** Goal of the exercise **
Translate into Spanish this sentence from the text on writable and transform streams: "Transform streams are duplex streams that modify data as it passes through."

── Extracted text ──

Writable and Transform Streams

Writable streams consume data, and transform streams modify data as it passes through. Together with readable streams, they form the complete streaming picture.

Writable Streams

Creating Writable Streams

const fs = require('fs');

const writable = fs.createWriteStream('output.txt', {
  encoding: 'utf8',
  highWaterMark: 16384,  // 16KB buffer
  flags: 'w'             // 'w' write, 'a' append
});

Writing Data

// write() returns boolean
const canContinue = writable.write('Hello World\n');

// If false, buffer is full - should pause
if (!canContinue) {
  console.log('Buffer full, waiting for drain...');
}

// Signal end of writing
writable.end('Final data\n');

Important Events

const writable = fs.createWriteStream('output.txt');

// Buffer drained, ready for more data
writable.on('drain', () => {
  console.log('Ready for more data');
});

// All data has been flushed
writable.on('finish', () => {
  console.log('All data written');
});

// Error occurred
writable.on('error', (err) => {
  console.error('Write error:', err);
});

// Stream closed
writable.on('close', () => {
  console.log('Stream closed');
});

Handling Backpressure

const readable = fs.createReadStream('huge.txt');
const writable = fs.createWriteStream('output.txt');

readable.on('data', (chunk) => {
  const ok = writable.write(chunk);

  if (!ok) {
    // Buffer full - pause reading
    readable.pause();
  }
});

writable.on('drain', () => {
  // Buffer drained - resume reading
  readable.resume();
});

readable.on('end', () => {
  writable.end();
});

Custom Writable Stream

const { Writable } = require('stream');

const myWritable = new Writable({
  write(chunk, encoding, callback) {
    // Process the chunk
    console.log('Received:', chunk.toString());

    // Call callback when done (async ok)
    callback();
  },

  final(callback) {
    // Called when stream ends
    console.log('Stream complete');
    callback();
  }
});

// Usage
myWritable.write('Hello');
myWritable.write('World');
myWritable.end();

Transform Streams

Transform streams are duplex streams that modify data as it passes through.

Built-in Transforms

const zlib = require('zlib');
const crypto = require('crypto');

// Compression
const gzip = zlib.createGzip();

// Encryption
const cipher = crypto.createCipheriv(
  'aes-256-cbc',
  key,
  iv
);

// Chaining
fs.createReadStream('file.txt')
  .pipe(gzip)

───
── Excerpted data ──

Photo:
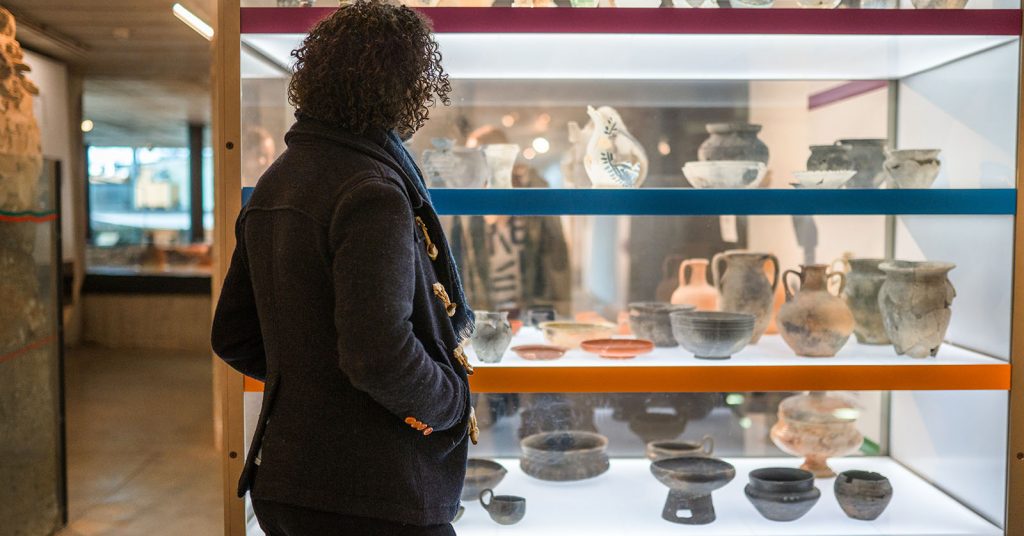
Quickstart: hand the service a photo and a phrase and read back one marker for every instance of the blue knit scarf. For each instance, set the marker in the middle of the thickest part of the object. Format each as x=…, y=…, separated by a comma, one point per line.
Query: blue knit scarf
x=463, y=319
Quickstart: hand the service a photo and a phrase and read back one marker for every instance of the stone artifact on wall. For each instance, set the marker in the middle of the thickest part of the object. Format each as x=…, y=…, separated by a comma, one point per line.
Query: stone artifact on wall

───

** Exercise solution **
Los flujos de transformación son flujos dúplex que modifican los datos a medida que pasan a través de ellos.